# [Exercise directions]
Give back the material word for word, every line included.

# [Records for processing]
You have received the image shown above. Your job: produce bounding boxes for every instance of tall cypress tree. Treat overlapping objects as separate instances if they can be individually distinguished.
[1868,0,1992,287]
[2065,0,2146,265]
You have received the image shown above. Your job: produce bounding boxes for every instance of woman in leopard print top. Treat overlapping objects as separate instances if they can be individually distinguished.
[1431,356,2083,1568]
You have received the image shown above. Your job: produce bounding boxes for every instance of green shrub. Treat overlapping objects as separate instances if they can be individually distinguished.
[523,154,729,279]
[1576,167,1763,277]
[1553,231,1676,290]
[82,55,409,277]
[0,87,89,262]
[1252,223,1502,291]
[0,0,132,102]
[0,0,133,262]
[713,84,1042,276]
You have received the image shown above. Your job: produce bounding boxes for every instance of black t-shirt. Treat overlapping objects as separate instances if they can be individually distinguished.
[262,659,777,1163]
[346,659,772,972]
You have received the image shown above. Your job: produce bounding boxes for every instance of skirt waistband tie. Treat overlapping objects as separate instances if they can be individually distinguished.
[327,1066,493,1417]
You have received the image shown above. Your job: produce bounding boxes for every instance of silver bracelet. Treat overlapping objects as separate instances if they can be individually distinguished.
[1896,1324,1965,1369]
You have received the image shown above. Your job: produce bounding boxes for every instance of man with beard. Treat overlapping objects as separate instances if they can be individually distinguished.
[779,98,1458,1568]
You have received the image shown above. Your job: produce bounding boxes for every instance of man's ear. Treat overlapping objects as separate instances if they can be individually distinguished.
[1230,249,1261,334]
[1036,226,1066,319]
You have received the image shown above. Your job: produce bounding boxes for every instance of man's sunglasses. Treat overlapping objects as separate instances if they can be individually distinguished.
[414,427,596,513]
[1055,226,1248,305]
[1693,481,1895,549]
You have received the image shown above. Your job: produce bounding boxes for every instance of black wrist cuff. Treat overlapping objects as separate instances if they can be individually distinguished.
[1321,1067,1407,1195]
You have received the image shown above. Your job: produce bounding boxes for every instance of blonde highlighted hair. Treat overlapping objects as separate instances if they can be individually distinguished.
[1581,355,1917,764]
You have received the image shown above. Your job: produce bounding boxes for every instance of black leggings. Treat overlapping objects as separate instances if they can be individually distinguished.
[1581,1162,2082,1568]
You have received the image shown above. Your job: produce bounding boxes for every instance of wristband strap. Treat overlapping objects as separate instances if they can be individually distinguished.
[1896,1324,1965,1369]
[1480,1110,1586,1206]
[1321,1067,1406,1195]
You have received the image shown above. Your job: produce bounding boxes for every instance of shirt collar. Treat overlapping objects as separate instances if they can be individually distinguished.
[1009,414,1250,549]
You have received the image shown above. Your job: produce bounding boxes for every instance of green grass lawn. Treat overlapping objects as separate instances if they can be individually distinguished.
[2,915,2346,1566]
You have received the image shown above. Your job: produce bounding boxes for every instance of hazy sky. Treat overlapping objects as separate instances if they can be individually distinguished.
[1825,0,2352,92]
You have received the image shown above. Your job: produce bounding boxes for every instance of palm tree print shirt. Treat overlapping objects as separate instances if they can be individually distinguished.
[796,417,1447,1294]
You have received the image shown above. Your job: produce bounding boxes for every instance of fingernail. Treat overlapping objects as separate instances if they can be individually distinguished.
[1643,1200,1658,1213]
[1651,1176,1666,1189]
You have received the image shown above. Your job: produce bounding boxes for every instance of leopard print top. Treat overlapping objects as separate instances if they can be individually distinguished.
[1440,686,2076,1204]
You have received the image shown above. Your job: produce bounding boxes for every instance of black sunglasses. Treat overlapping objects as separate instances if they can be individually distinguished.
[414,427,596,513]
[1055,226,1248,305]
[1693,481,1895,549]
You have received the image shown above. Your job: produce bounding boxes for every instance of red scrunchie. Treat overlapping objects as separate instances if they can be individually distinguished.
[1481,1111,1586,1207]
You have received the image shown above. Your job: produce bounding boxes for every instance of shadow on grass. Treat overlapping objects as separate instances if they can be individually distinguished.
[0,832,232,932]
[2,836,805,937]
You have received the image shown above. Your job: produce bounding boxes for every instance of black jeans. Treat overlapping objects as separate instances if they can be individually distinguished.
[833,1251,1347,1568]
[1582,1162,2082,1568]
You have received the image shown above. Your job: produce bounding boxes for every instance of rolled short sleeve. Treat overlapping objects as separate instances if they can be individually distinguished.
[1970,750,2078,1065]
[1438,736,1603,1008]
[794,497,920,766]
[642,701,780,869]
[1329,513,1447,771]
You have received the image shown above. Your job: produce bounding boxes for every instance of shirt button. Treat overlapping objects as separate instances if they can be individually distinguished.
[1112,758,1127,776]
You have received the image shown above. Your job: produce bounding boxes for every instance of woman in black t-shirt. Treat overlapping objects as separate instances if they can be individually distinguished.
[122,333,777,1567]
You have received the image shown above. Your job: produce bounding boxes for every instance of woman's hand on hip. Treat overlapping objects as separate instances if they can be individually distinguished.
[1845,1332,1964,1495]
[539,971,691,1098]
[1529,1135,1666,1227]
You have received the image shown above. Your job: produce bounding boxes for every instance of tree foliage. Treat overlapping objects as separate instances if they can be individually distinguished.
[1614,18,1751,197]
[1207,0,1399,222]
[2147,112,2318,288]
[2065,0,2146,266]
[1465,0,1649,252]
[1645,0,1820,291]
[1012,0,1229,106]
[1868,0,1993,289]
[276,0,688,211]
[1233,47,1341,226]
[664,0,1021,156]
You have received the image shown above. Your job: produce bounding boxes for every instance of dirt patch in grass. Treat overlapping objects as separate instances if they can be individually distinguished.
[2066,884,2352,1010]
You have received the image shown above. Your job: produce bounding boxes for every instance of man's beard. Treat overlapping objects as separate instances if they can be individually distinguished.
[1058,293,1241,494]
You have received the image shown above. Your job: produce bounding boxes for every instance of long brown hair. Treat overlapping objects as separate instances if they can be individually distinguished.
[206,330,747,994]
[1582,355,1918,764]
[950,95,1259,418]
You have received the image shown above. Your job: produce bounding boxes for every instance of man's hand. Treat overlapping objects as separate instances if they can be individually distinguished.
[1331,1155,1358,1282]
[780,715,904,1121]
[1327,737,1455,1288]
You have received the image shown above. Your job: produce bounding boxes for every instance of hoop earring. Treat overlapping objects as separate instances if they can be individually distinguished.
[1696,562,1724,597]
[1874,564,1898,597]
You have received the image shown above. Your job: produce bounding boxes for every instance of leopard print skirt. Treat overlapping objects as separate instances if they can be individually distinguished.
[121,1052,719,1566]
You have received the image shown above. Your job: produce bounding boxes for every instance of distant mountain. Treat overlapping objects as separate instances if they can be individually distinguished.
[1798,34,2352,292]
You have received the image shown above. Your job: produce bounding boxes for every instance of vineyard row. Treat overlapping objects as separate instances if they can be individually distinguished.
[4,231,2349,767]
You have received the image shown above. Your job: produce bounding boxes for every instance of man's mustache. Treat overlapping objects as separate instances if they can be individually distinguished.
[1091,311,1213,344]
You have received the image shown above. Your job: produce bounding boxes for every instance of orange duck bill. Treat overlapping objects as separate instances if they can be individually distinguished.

# [Task response]
You have received the image shown above. Your job: produce bounding boxes for every instance of tall cypress tree. Treat overlapping objects as separate instances if they can be individually distinguished.
[1868,0,1992,287]
[2065,0,2146,265]
You have received the image shown above. Your job: produce bounding boxes for every instance of woman in leopard print top. Treat overlapping objects as separate instances if they can be individually distinguished.
[1431,356,2083,1568]
You have received the image shown above. Your job: produce bounding boxes for every instance of green shrub. Treat overlapping objects as separate instances if they can be individually distinguished.
[523,154,729,279]
[1576,167,1763,277]
[1553,231,1676,290]
[82,55,409,277]
[0,87,89,262]
[1252,223,1502,291]
[0,0,132,102]
[0,0,133,262]
[713,84,1042,276]
You have received the image shown above. Your job: produce bounding boxes for every instance of black t-shirt. Treat overlapping objects as separate instances if they can be individually distinguished.
[262,659,777,1163]
[346,659,772,972]
You have received the image shown above. Your job: produce bounding boxes for every instance of skirt waistband tie. Treat overlapping objects as separate instances if they can be individually distinguished.
[327,1066,493,1417]
You have received the image shown above. Your job: produce bounding boxes for every instance of silver bracelet. Treat overlapping objects as separate instances if they can be individually distinguished.
[1896,1324,1965,1369]
You have received the image shown above. Your job: produce bounding boxes for every instance of man with beard. Treat overlapping objects as separate instances if they can be individually distinguished.
[779,98,1458,1568]
You have received the image shown above. Your job: produce bounding boxes for every instance of man's ear. Treat overlapping objects as separate instances if they can be individually distinguished.
[1230,249,1261,334]
[1036,226,1066,319]
You have received the image shown above. Your job: produce bounding boxes for every instance of man's sunglasses. Treat overlapping objects as separate instances if they can be individually distinguished.
[414,427,596,513]
[1055,226,1248,305]
[1693,481,1895,549]
You have received the image shown above. Your job: produce bounding boxes for every instance of black wrist cuff. Treat overlapping objects as separate instances if they can be individually distinguished.
[1321,1067,1407,1195]
You have received the image shown above. Your job: produce bounding boxes for every instance of blonde highlighted hair. Treat overlapping objects as separate instances if they can be individually distinguished.
[1581,355,1917,764]
You have received the image shown above. Your job: produce bounding boxes for every instance of black leggings. Treat overlapping objects as separate instances if they can be individually distinguished.
[1581,1162,2082,1568]
You have received the image shown above. Your job: produce bounding boxes for every instance of wristband strap. Treat overlapping objects as separate instances if they can be individually distinguished.
[1896,1324,1965,1369]
[1480,1110,1586,1206]
[1321,1067,1406,1195]
You have received the image shown above. Your job: produce bounding boxes for every instance of shirt collar. Treat overlapping objects as separate instances if they can be individually distinguished.
[1009,414,1250,549]
You have received the image shown above. Your job: produce bounding boxes for every instance of green grass lawn. Treat overlapping objects as separate instances if they can be individually distinguished.
[2,915,2346,1566]
You have received the image shown above. Your job: produce bounding boxes for every instance of hazy sky. Treat overlapping objects as separate instances if they can be individually distinguished.
[1825,0,2352,92]
You have received the image shown above. Your job: produce bounding boxes for every instance of palm tree print shirt. Treat overlapping objects as separate instances if they can be individually distinguished.
[796,417,1447,1294]
You have received the image shown above. Your job: produce bounding boxes for every instance of fingernail. Treat overlapping objects as separate instances if they can be individually distinguished.
[1643,1200,1658,1213]
[1651,1176,1666,1189]
You have received the image shown above. Your job: produce bounding boxes for every instance of leopard print top. Treat overlapping objects as separate instances if they can be individually distinguished.
[1440,686,2076,1204]
You have received the image shown above. Your job: produce bounding boxes for every instance of black sunglasses. Treat overlapping objects as separate instances if they can be individually distinguished.
[414,427,596,513]
[1055,226,1248,305]
[1693,481,1895,549]
You have received the image shown above. Your job: produce bounding boxes for every instance of red scrunchie. Treat overlapping objects as separate instances if they can be individually distinguished.
[1481,1111,1586,1207]
You have received the image shown above. Your job: produce bounding boxes for every instance of shadow on grass. Treat overlapping objects as separate instances if they can be individually distinguished.
[0,832,232,932]
[2,836,805,937]
You have received the image shown above. Your job: produce bounding boxes for every instance of black jeans. Treat overlapping objects as separate instances if they can be individually distinguished.
[833,1251,1347,1568]
[1582,1162,2082,1568]
You have received the image shown above. Your job: produce bounding boxes for every instance of rolled short sleeve. Treat overlapping objects as separate instances if they can be individually distinguished.
[1970,750,2078,1065]
[1438,736,1603,1008]
[794,497,920,766]
[642,701,780,869]
[1329,513,1447,771]
You have received the image shown above. Your job: produce bounding boxes for every instance of shirt button. Treat overlapping objects as separate instances if they can be individually distinguished.
[1112,758,1127,776]
You have received the image shown above. Your job: produce bounding boxes for every instance of woman in black t-shirt. Treat overlapping objects as separate instances if they can be individually distinguished.
[122,333,777,1567]
You have received the image shown above. Your job: produce bounding boxes for every instance of woman's hand on hip. Treat overlapping objects as separate instances if they can be individually distinguished.
[1845,1332,1964,1495]
[539,971,691,1098]
[1529,1135,1666,1227]
You have received the image shown above. Your job: produce bounding boxes for every instance of tree foliage. Treat overlapping objects as separate instances if they can be individually distinguished.
[1614,18,1751,197]
[1207,0,1399,222]
[2147,112,2318,288]
[2065,0,2146,266]
[1465,0,1649,252]
[1645,0,1820,291]
[1012,0,1229,106]
[1868,0,1993,289]
[276,0,688,211]
[1233,47,1341,226]
[664,0,1021,156]
You have received the image shown above. Your job: produce bounding boxes for every instance of dirt patch in grass. Treat overlapping objects as separate instances if they can be individually distinguished.
[2066,884,2352,1010]
You have received the image shown above. Your job: produce bounding boxes for every instance of man's beard. Treat overlapping objects as separate instances if they can be individually distinguished.
[1058,293,1241,494]
You have received the image shown above. Your job: produce bounding boxes for every instance of long brown hair. Treat overlapping objects as separate instances if they can be individually distinguished.
[206,330,747,994]
[1582,355,1918,764]
[950,95,1259,418]
You have received the image shown above. Your job: produce bounding boxes for every instance of man's hand. Treat overlapping objects as separate instances if they can be individually distinguished.
[1331,1155,1358,1282]
[780,715,904,1121]
[1327,737,1455,1288]
You have received the image shown above. Your job: produce bounding boxes for every instance of hoop earring. Treat overlapping objects as separate instances if they can be individually distinguished.
[1696,562,1724,597]
[1874,564,1898,597]
You have received the image shown above. Your job: produce bounding boxes for every instance of leopard print skirt. Treat overlapping objects as separate instances if they can be individually distinguished.
[121,1052,719,1566]
You have received the image shown above. Your job: produce bounding boxes for every instance of distant mountain. Treat overlapping objects as separate instances if they can be individually distinguished.
[1798,34,2352,292]
You have received the image shown above. Your job: produce bounding boxes for every instance of vineyard row. Treat overlapping objects as separate instances if they can be individually distinguished.
[4,231,2349,767]
You have received the image shown above. Your job: produce bounding boxes for every instance of man's mustache. Treat overlapping objects as separate instances if they can be individually distinguished.
[1091,311,1213,344]
You have received the image shown above. Your job: produce bounding boxes for every instance of orange duck bill. Treat overlapping objects as separate instances if they can be individually distinguished.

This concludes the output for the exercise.